■ **SOURCE EXTRACT**:
-- START --
Is The Media Actively Erasing Ron Paul From Election Coverage?

While some on our blog (including many regulars who I respect) disagree, I have never hidden my respect for Ron Paul. I have occasional lunches with Paul who is one of the brightest and most engaging minds in Congress. This segment by John Stewart does a great job in addressing the concerted effort to ignore Paul despite his almost winning the recent Iowa straw poll. Even “XXX” got more attention by Associated Press.

Though we do not agree on all issues (and sharply disagree on some), Paul is currently the only candidate (including Barack Obama) who has consistently opposed the wars and spoken out against the rollback on civil liberties. The Stewart segment is worth watching. One would think that an anti-war candidate in the Republican primary would receive overwhelming attention. This is the one guy in either party who is actually challenging the claims supporting these wars — and receiving significant support among Republicans. Yet the mainstream media seems intent on avoiding any acknowledgment that Paul or his GOP supporters exist. Why?

Consider the sharp contrast with Rick Santorum:

98 thoughts on “Is The Media Actively Erasing Ron Paul From Election Coverage?”

  1. Swarthmore mom states:

    … there is a lot of work to be done before you start blaming democrats for Paul’s failure to capture the republican nomination.

    Where am I blaming democrats for marginalizing Paul?

    Kucinich’s voice and debating style aided in his marginalization. Then I supported Dean and he lost it and screamed… Paul’s voice makes him sound old and cranky.

    So when you voted for Obama, his near-flawless delivery mattered more than the principles and ideas he stood for?

  2. Swathmore,

    When you expect someone to provide services for free how is that not slavery?

  3. an, yes I do. The problem is that this is an unproven technique that would never pass a Daubert scrutiny in a courtroom. And consider the fact this is going to be conducted by the same people who were responsible for the incident involving the late Joe Foss at the Phoenix airport.

    Joe Foss was a WW-II Marine fighter pilot who was awarded the Medal of Honor. He was going through the TSA checkpoint in Phoenix when the agent told him she was going to have to confiscate the Medal of Honor because it had sharp points and could be used as a weapon. The crusty old Marine told her that was not going to happen. She demanded to know where he got it. He said it was given to him by Franklin Delano Roosevelt. Her response was, “Who is that?”

    Now don’t you feel safer already?

  4. Lotta,

    America was hardly the only or even the first country to have slavery. Yet we are the only one that saw fit to slaughter 650,000 people to end it. Doesn’t that seem a little odd to you? Besides that there is plenty of history of states rights being used to fight slavery via nullification which everyone around these parts conventiently forgot when the issue was raised recently.

  5. Most Paul supporters consider Kucinich to be a socialist. Kucinich was against the health care bill because it did not go far enough not because he was against government sponsored healthcare. If you look at the voting records of the two, they do not overlap very often.
-- END --
■ **EXTRACTED DATA**:
-- START --
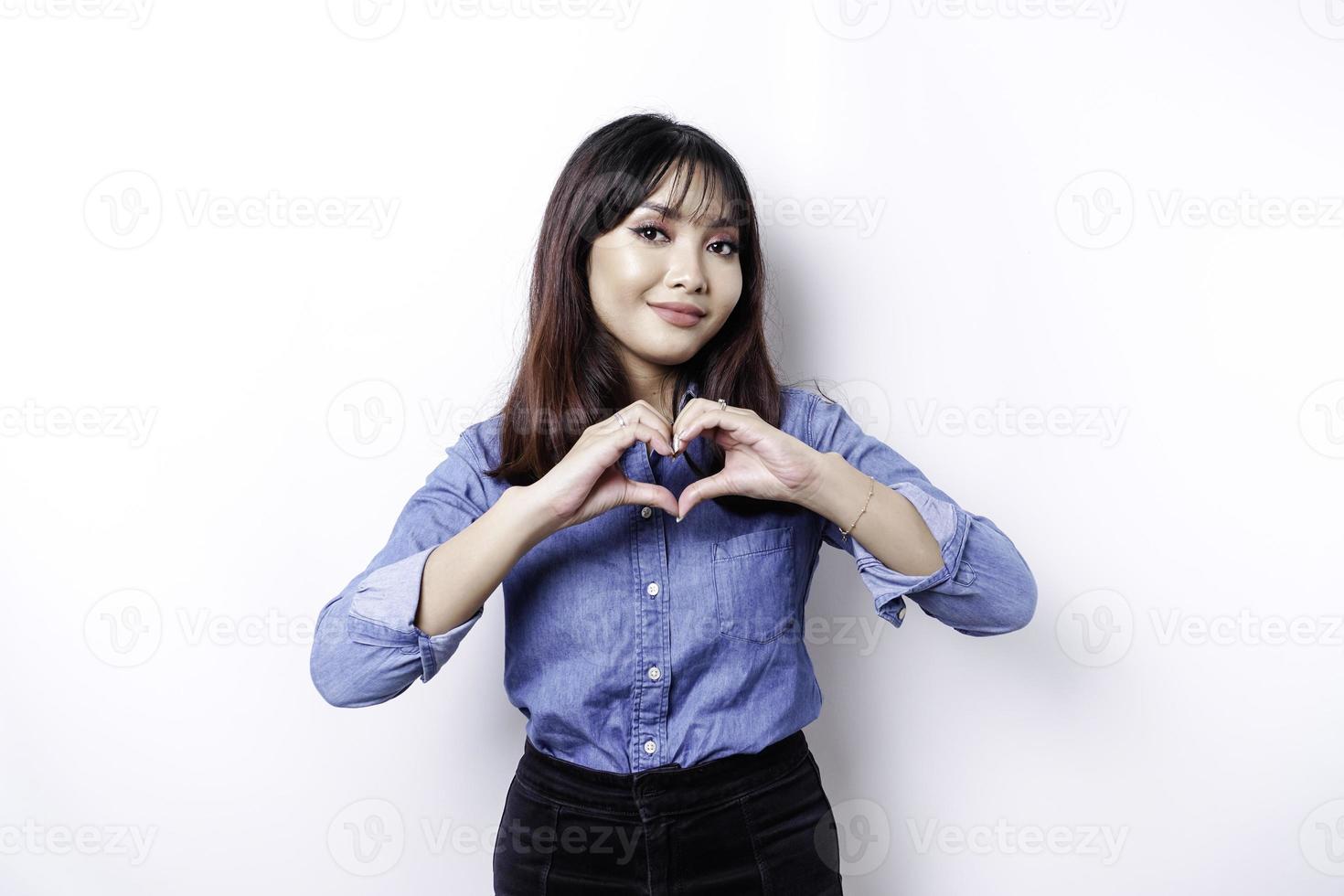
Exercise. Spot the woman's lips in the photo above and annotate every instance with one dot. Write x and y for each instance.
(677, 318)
-- END --
-- START --
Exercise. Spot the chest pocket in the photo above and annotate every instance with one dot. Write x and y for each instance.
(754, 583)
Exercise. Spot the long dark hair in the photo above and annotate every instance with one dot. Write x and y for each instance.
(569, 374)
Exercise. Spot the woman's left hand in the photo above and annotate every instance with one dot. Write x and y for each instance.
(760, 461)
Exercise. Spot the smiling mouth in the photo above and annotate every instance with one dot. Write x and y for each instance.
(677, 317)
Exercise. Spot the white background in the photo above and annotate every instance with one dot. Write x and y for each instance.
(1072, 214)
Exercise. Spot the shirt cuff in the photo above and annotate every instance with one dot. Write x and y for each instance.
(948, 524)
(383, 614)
-- END --
■ **TASK PROMPT**: Reproduce word for word the stretch from "Where am I blaming" through "the Phoenix airport." in the blog post on media coverage of Ron Paul.

■ **WRITTEN RESPONSE**:
Where am I blaming democrats for marginalizing Paul?

    Kucinich’s voice and debating style aided in his marginalization. Then I supported Dean and he lost it and screamed… Paul’s voice makes him sound old and cranky.

    So when you voted for Obama, his near-flawless delivery mattered more than the principles and ideas he stood for?

  2. Swathmore,

    When you expect someone to provide services for free how is that not slavery?

  3. an, yes I do. The problem is that this is an unproven technique that would never pass a Daubert scrutiny in a courtroom. And consider the fact this is going to be conducted by the same people who were responsible for the incident involving the late Joe Foss at the Phoenix airport.